• [Data for processing]:
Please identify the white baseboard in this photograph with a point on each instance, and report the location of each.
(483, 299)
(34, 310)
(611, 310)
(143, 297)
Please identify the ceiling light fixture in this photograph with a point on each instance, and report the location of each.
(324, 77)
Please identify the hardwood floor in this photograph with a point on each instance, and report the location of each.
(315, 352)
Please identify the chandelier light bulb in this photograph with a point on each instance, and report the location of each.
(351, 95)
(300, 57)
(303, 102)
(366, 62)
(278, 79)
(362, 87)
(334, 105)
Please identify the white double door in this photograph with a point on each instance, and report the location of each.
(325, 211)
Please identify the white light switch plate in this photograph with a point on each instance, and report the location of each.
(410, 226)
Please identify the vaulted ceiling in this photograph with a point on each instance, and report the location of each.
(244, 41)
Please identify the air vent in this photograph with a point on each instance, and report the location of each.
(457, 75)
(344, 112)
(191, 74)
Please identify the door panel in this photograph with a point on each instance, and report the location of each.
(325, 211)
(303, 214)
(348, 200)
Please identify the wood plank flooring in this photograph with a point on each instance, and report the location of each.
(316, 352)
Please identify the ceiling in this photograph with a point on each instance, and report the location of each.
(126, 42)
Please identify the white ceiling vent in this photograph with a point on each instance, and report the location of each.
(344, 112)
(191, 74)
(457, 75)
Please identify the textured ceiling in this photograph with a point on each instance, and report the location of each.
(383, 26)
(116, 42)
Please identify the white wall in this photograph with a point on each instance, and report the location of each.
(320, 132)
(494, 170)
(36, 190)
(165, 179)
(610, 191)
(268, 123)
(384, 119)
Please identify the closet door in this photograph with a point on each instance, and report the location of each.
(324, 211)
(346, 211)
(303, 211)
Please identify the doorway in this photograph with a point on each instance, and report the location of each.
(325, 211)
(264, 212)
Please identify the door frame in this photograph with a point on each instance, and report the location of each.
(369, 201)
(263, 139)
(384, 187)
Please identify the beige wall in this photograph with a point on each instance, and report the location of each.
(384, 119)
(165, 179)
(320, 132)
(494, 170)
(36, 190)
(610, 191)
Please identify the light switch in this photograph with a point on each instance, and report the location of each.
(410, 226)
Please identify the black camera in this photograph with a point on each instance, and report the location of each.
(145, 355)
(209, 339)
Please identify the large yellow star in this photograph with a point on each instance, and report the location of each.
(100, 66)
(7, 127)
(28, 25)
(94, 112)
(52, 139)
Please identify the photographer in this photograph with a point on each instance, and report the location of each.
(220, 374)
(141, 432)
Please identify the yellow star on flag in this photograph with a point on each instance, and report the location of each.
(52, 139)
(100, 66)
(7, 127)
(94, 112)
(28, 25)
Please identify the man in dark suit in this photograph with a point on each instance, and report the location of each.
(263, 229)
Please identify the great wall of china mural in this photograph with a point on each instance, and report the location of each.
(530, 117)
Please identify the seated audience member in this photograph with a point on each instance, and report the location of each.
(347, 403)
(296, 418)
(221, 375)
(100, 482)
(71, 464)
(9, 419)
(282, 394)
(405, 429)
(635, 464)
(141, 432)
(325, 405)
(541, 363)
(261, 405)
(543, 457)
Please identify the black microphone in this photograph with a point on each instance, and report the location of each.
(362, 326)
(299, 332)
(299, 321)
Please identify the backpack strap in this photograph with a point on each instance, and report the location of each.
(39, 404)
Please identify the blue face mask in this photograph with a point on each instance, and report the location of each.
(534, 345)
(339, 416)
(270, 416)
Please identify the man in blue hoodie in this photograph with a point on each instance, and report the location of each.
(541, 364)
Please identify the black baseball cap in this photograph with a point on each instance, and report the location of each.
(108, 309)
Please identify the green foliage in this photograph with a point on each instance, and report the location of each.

• [Given exercise]: Arrange all of the records above as a numbered list, and leave out any blank lines.

• [Written solution]:
1. Please identify the white baseboard in this photograph with a point on each instance, and report the location of each.
2. (483, 299)
3. (34, 310)
4. (611, 310)
5. (143, 297)
6. Please identify the ceiling light fixture in this photograph with a point on each instance, and report the location of each.
7. (324, 77)
8. Please identify the hardwood floor in this photograph with a point on each instance, and report the location of each.
9. (315, 352)
10. Please identify the chandelier light bulb in this photograph with a point on each instance, and report the location of each.
11. (351, 95)
12. (300, 57)
13. (303, 102)
14. (366, 62)
15. (278, 79)
16. (362, 87)
17. (334, 105)
18. Please identify the white double door in this photograph with a point on each instance, and report the location of each.
19. (325, 211)
20. Please identify the white light switch plate in this photograph with a point on each instance, and report the location of each.
21. (410, 226)
22. Please identify the vaulted ceiling in this photograph with a point on each instance, and report the location of each.
23. (244, 41)
24. Please identify the air vent in this photograph with a point on each instance, and report the location of each.
25. (457, 75)
26. (344, 112)
27. (191, 74)
28. Please identify the door panel in this photograph with a point on each instance, and report the location of each.
29. (325, 211)
30. (303, 214)
31. (348, 200)
32. Please identify the wood plank flooring in this photograph with a point on each instance, and report the location of each.
33. (316, 352)
34. Please identify the ceiling in this photograph with a point on each instance, and report the location of each.
35. (126, 42)
36. Please identify the white ceiling vent in this photograph with a point on each instance, and report the location of each.
37. (344, 112)
38. (191, 74)
39. (457, 75)
40. Please identify the textured ceiling in this photograph with a point on each instance, and report the location of each.
41. (383, 26)
42. (116, 42)
43. Please identify the white wall in this photograph with a point on each instance, and report the location of each.
44. (320, 132)
45. (494, 170)
46. (36, 190)
47. (165, 179)
48. (610, 191)
49. (268, 123)
50. (384, 119)
51. Please identify the closet door in this photograph with a point on each instance, and report the location of each.
52. (324, 211)
53. (346, 211)
54. (303, 211)
55. Please identify the doorway in this photograph with a point on each instance, and report the location of each.
56. (325, 211)
57. (264, 212)
58. Please identify the door frame in this photograph with a point on each instance, and report the location of each.
59. (369, 201)
60. (263, 139)
61. (384, 187)
62. Please identify the beige wall in this photograph with a point on each instance, and report the location of each.
63. (384, 119)
64. (165, 179)
65. (320, 132)
66. (494, 170)
67. (36, 190)
68. (610, 191)
69. Please identify the light switch in this photograph with a point on each instance, and report the location of each.
70. (410, 226)
71. Please identify the black camera in this photograph with a point on each instance, and report the location of each.
72. (145, 355)
73. (209, 339)
74. Please identify the large yellow star in this photograph with a point on each instance, and report the location of each.
75. (100, 66)
76. (7, 127)
77. (28, 25)
78. (94, 112)
79. (52, 139)
80. Please identify the photographer in this photograph with a point on each instance, and report the location of each.
81. (220, 374)
82. (141, 432)
83. Please identify the yellow star on flag in this photograph with a point on each instance, and report the location of each.
84. (52, 139)
85. (100, 66)
86. (7, 127)
87. (94, 112)
88. (28, 25)
89. Please identify the man in dark suit in this photograph with a point on each instance, and report the location of each.
90. (263, 229)
91. Please identify the great wall of china mural in this photograph with a point on each instance, and report the location of each.
92. (530, 117)
93. Please identify the seated audience member in this photograph with a point on each instance, and report the location of each.
94. (347, 403)
95. (296, 418)
96. (221, 375)
97. (100, 482)
98. (71, 464)
99. (9, 419)
100. (282, 394)
101. (405, 429)
102. (635, 464)
103. (141, 432)
104. (325, 405)
105. (541, 363)
106. (261, 405)
107. (543, 457)
108. Please identify the black microphone in this photograph with a point on each instance, and report the location of each.
109. (362, 326)
110. (299, 332)
111. (299, 321)
112. Please identify the backpack strap in this photograph with a point on each instance, and report the location of each.
113. (39, 404)
114. Please identify the blue face mask in this photograph with a point on each instance, and report the location of each.
115. (534, 345)
116. (339, 416)
117. (270, 416)
118. Please identify the man in blue hoodie in this photograph with a point on each instance, and report the location of each.
119. (541, 364)
120. Please identify the black baseball cap in this photograph with a point on each instance, and report the location of each.
121. (108, 309)
122. Please identify the green foliage in this photograph with a point on each instance, and report the location of each.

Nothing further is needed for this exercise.